- _TASK PROMPT_:
Every record below is to be retyped exactly.

- _EXERCISE DATA_:
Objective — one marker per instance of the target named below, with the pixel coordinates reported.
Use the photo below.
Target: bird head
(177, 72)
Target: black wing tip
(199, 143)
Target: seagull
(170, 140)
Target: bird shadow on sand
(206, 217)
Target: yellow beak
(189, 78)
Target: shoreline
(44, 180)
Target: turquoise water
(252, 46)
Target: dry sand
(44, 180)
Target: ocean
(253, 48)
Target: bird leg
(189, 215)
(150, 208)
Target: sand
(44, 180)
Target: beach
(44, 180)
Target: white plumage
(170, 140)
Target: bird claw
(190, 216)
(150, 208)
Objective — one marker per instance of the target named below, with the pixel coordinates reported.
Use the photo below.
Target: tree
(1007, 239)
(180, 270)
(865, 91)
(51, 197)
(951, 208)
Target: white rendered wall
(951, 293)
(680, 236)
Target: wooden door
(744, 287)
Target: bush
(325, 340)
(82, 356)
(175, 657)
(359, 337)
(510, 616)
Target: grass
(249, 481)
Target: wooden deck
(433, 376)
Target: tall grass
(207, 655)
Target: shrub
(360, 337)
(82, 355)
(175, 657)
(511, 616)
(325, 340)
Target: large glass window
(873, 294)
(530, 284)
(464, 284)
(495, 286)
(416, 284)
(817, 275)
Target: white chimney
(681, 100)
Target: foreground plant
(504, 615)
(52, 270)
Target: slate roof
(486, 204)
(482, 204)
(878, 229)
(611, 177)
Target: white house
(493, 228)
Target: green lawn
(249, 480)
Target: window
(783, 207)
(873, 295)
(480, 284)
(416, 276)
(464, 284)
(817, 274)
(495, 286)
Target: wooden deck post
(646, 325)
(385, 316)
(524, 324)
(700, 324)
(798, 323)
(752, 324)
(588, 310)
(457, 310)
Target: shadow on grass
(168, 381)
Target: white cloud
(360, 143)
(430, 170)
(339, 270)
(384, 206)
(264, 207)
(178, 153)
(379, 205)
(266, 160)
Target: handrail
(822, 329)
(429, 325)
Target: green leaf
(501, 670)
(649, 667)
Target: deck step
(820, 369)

- _OUTPUT_:
Objective — one marker per instance of the target named below, with the pixel coordinates reported.
Use the photo below.
Target: bird head
(177, 72)
Target: black wing tip
(199, 143)
Target: seagull
(170, 140)
Target: bird shadow on sand
(206, 217)
Target: yellow beak
(189, 78)
Target: shoreline
(44, 180)
Target: turquoise water
(252, 46)
Target: dry sand
(44, 180)
Target: ocean
(253, 48)
Target: bird leg
(189, 215)
(150, 208)
Target: sand
(44, 180)
Target: beach
(44, 180)
Target: white plumage
(170, 140)
Target: bird claw
(190, 216)
(150, 208)
Objective — one marker per instance of the target named below, with the pixel coordinates reported.
Use the photo below.
Target: tree
(1007, 239)
(180, 270)
(865, 91)
(51, 197)
(951, 208)
Target: white rendered wall
(951, 293)
(680, 236)
Target: wooden door
(744, 287)
Target: bush
(325, 340)
(82, 356)
(175, 657)
(359, 337)
(510, 616)
Target: grass
(249, 481)
Target: wooden deck
(433, 376)
Target: tall grass
(207, 655)
Target: shrub
(360, 337)
(82, 355)
(175, 657)
(511, 616)
(325, 340)
Target: large glass window
(873, 294)
(530, 284)
(464, 284)
(495, 286)
(416, 284)
(817, 275)
Target: white chimney
(681, 100)
Target: foreground plant
(504, 615)
(52, 270)
Target: slate roof
(486, 204)
(482, 204)
(878, 229)
(611, 177)
Target: white house
(493, 228)
Target: green lawn
(249, 480)
Target: window
(783, 207)
(873, 295)
(480, 284)
(416, 276)
(464, 284)
(817, 274)
(495, 286)
Target: wooden deck post
(646, 325)
(385, 316)
(524, 324)
(700, 324)
(798, 323)
(752, 324)
(588, 310)
(457, 310)
Target: shadow on grass
(168, 381)
Target: white cloud
(360, 143)
(430, 170)
(339, 270)
(384, 206)
(264, 207)
(178, 153)
(379, 205)
(266, 160)
Target: handrail
(822, 329)
(429, 325)
Target: green leaf
(501, 670)
(649, 667)
Target: deck step
(820, 369)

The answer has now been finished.